EXERCISE OBJECTIVE: Look through the records below and give the number of lines holding the string "blazer", nothing more.
══ SUPPLIED ENTRIES ══
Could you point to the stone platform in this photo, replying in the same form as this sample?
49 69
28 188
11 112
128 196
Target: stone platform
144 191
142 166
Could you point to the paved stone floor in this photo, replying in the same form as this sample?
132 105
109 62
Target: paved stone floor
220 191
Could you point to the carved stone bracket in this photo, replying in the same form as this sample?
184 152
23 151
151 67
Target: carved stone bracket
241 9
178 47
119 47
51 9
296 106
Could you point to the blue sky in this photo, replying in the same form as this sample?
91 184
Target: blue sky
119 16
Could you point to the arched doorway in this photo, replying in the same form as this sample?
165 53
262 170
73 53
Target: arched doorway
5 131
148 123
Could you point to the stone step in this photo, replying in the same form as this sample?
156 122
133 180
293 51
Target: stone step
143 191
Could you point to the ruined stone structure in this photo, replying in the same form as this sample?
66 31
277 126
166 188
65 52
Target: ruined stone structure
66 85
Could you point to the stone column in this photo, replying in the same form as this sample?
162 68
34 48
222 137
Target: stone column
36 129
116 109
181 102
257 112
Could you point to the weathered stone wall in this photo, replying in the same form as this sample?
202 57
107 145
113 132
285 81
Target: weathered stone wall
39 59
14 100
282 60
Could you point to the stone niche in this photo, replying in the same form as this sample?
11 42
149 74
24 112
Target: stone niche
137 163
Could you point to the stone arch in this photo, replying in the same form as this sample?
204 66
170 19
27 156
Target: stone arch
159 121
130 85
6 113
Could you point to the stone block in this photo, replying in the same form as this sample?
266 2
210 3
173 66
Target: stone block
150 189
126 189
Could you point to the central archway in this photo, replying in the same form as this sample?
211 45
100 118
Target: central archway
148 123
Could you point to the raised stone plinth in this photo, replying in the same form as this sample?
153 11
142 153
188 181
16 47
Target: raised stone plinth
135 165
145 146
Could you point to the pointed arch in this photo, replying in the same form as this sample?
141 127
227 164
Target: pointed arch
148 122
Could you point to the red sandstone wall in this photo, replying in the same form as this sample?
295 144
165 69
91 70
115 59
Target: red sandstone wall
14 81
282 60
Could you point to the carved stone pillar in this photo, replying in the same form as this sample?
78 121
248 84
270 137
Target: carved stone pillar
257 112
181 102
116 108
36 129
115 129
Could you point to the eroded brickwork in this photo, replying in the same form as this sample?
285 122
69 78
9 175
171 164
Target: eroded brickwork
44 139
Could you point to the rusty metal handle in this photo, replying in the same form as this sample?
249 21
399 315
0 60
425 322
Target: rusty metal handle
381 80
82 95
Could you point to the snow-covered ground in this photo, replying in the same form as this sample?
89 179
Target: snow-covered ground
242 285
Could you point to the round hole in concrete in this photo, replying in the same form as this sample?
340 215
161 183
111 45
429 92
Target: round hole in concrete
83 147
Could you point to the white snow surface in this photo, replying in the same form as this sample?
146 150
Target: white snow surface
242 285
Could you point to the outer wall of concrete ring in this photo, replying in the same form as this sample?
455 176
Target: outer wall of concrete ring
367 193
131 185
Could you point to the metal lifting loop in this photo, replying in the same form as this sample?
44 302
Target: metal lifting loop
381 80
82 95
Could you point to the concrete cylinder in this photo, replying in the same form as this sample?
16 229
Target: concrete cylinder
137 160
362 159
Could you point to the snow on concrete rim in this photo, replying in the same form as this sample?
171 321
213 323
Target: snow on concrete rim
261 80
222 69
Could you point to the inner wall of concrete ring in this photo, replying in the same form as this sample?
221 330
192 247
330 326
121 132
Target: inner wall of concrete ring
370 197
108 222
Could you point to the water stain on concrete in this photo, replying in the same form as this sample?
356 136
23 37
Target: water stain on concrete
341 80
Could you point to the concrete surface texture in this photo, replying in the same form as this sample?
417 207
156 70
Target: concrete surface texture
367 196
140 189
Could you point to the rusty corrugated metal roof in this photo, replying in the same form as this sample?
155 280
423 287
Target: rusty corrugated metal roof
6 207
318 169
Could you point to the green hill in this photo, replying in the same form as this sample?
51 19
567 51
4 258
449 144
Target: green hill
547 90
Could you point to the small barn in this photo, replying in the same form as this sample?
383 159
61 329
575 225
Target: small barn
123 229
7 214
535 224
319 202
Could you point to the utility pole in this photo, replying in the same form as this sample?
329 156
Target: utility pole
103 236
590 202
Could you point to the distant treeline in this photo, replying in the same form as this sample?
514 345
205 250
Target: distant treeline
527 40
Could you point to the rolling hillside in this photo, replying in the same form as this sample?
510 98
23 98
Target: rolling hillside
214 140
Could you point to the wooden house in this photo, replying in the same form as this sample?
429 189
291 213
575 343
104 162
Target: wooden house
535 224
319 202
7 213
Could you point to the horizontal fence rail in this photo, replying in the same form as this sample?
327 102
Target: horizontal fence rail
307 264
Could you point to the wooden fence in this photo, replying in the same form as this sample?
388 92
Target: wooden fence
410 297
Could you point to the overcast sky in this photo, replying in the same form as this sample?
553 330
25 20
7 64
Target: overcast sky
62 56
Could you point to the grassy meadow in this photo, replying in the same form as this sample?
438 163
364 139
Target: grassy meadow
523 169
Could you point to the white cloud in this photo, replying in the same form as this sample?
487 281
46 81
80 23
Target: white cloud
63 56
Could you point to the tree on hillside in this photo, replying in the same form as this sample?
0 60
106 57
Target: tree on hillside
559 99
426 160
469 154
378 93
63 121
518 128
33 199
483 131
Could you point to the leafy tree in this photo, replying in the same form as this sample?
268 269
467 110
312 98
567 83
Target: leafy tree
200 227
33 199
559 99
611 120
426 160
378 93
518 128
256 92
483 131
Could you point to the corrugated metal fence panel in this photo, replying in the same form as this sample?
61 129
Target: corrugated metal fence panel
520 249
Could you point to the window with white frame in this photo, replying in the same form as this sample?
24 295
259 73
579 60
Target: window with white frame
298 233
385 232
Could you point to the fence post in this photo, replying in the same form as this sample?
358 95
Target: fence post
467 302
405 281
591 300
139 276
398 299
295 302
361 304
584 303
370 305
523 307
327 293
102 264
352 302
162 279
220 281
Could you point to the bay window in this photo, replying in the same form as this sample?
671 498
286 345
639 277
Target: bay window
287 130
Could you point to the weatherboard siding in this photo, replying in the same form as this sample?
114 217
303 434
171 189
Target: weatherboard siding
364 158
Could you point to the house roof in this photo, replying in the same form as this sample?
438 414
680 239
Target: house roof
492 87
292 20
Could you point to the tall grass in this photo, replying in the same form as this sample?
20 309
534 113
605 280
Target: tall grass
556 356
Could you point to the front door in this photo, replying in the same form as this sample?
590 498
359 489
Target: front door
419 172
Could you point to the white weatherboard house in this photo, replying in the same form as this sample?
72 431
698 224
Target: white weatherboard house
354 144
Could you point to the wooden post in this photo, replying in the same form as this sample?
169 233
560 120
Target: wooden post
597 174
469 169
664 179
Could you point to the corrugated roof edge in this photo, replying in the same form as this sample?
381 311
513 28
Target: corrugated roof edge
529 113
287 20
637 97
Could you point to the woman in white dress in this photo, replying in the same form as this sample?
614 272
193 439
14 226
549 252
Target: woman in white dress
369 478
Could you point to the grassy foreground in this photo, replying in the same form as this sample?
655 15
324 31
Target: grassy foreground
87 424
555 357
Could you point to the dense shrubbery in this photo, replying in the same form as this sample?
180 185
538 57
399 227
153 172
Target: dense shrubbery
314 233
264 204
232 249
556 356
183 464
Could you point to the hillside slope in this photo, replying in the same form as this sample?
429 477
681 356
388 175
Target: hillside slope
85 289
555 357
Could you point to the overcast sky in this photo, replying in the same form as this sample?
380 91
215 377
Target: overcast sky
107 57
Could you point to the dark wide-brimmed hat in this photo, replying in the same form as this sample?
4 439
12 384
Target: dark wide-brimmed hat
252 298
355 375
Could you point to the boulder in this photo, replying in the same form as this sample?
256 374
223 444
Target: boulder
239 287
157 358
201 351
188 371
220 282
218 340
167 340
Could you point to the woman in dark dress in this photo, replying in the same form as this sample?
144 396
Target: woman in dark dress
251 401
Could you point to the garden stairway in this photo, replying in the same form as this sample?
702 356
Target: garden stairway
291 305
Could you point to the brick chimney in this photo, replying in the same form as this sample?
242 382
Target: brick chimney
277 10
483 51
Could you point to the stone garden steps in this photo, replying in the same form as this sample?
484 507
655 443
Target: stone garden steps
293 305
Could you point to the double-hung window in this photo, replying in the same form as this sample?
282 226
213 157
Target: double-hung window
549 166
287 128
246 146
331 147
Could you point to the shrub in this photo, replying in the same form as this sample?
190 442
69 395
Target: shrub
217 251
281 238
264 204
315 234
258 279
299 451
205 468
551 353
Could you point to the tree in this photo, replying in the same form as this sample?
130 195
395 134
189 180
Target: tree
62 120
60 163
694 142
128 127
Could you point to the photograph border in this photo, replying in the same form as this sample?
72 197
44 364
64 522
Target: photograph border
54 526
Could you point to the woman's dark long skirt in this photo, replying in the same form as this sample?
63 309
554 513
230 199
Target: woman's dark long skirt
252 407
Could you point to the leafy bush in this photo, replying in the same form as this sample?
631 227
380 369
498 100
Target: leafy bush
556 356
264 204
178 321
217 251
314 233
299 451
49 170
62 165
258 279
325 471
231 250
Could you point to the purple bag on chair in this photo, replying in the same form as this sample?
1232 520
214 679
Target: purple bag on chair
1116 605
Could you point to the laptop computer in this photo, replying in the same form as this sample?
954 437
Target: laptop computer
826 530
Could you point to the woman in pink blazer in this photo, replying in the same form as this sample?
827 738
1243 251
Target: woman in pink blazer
═══
WRITTEN ANSWER: 2